◆ PROBLEM 1
In the records below, multiply every coordinate in the answers by 1.7 and round each result to a whole number, with halves rounded up. Give back only the lines starting with the line that contains "For every instance of the office" and going on through the end of the records, requests included.

◆ PROVIDED TEXT
Group shines light on sex trafficking; Mission 21 trying to raise awareness of criminal industry

Sex trafficking is commonly thought of as a problem in places outside the United States or in big cities.

But according to members of Mission 21, a Rochester-based non-profit organization that provides resources and restoration services to child victims of sex trafficking, it is present in every city and county.

“I was first made aware of the problem (in my community) when a brothel was raided down the street from my house in 2007,” said Lia Culbert of Austin, a Mission 21 community education volunteer, during a presentation Saturday morning at the Austin Public Library to spread awareness of this growing problem.

Sex trafficking is defined as the use of force, fraud or coercion to control a victim and make them engage in commercial sex acts against his or her will.

According to recent studies, human trafficking is the second largest criminal industry in the world, behind drug trafficking, accounting for an estimated $32 billion a year.

The National Center for Missing and Exploited Children conservatively estimates that 100,000 children per year are exploited in the sex industry. The average age for minors involved in sex trafficking is 13 years, but Mission 21 has helped victims as young as nine.

The FBI named the Twin Cities among the top 13 U.S. cities for incidences of child prostitution. According to the Minnesota Women’s Foundation, 45 underage girls are sold for sex via the internet or escort services on any given night in Minnesota. An estimated 213 a month are sold for sex at least five times a day in Minnesota.

◆ MATERIAL PROVIDED

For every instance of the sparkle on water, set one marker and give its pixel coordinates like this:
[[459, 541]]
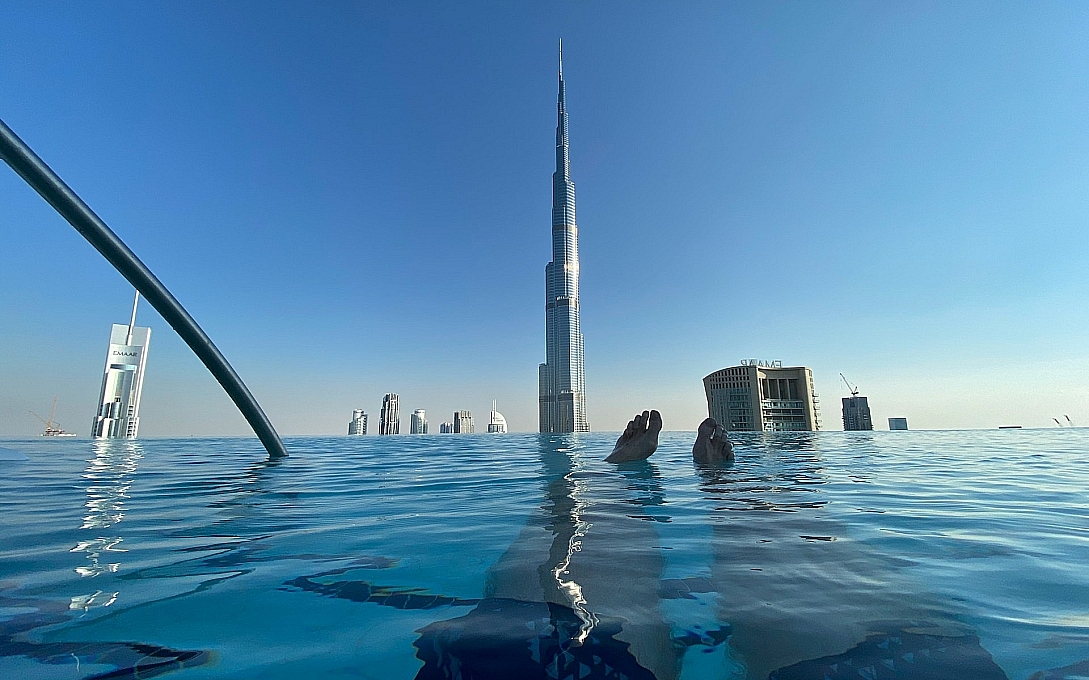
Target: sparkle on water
[[828, 555]]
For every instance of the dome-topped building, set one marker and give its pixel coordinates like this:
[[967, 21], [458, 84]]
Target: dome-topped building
[[497, 424]]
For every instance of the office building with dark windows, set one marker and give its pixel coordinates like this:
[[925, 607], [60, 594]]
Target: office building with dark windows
[[762, 397], [389, 422], [463, 423], [562, 383], [856, 413]]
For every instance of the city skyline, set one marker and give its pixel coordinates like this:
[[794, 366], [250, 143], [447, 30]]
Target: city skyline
[[933, 216]]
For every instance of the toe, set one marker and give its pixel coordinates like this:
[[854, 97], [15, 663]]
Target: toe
[[708, 428]]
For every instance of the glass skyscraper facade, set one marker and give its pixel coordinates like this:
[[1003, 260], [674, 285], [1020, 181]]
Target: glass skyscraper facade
[[562, 393]]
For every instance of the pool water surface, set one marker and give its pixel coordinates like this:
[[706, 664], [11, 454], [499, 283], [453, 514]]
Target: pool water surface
[[815, 555]]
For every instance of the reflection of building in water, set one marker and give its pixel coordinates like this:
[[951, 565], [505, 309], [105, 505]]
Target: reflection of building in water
[[463, 422], [497, 424], [856, 413], [762, 397], [418, 423], [122, 380], [389, 421], [358, 424], [109, 476]]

◆ PROBLEM 2
Reproduce the passage of the article on sex trafficking starting with "Sex trafficking is commonly" and going on through "city and county.", replacing "non-profit organization" with "nonprofit group".

◆ TASK RESULT 1
For every instance of the office building with dark windows, set one marker and give its pixel coordinates like this:
[[925, 607], [60, 594]]
Target: office building with dark windows
[[1295, 675], [661, 717], [787, 719], [955, 651], [1455, 702]]
For every instance of the city skyline, set one marker and give its pixel coordinates like this:
[[794, 366], [250, 143], [447, 30]]
Target: city skyline
[[1586, 367]]
For every instance of the toe, set one marker and give its pixel coordinates like this:
[[854, 97], [15, 663]]
Target: toe
[[1204, 728]]
For every instance of the glass skyscraper facade, set one marker and give its pixel coordinates like this:
[[1003, 260], [674, 285], [1020, 181]]
Target: glass skyscraper facade
[[955, 668]]
For every instance of the pool water surface, set one marker and give its pixel coordinates like this:
[[706, 664], [11, 454], [499, 283], [453, 514]]
Target: pool water surface
[[1386, 944]]
For every instance of the reflection of building in water, set one marker and give its pixel coordinates like this:
[[951, 565], [505, 309], [105, 505]]
Target: reflection of building in water
[[787, 717], [845, 721], [1455, 702], [1295, 675], [711, 719], [207, 646], [661, 716], [609, 721], [185, 809]]

◆ TASK RESULT 2
Sex trafficking is commonly thought of as a problem in places outside the United States or in big cities.

But according to members of Mission 21, a Rochester-based nonprofit group that provides resources and restoration services to child victims of sex trafficking, it is present in every city and county.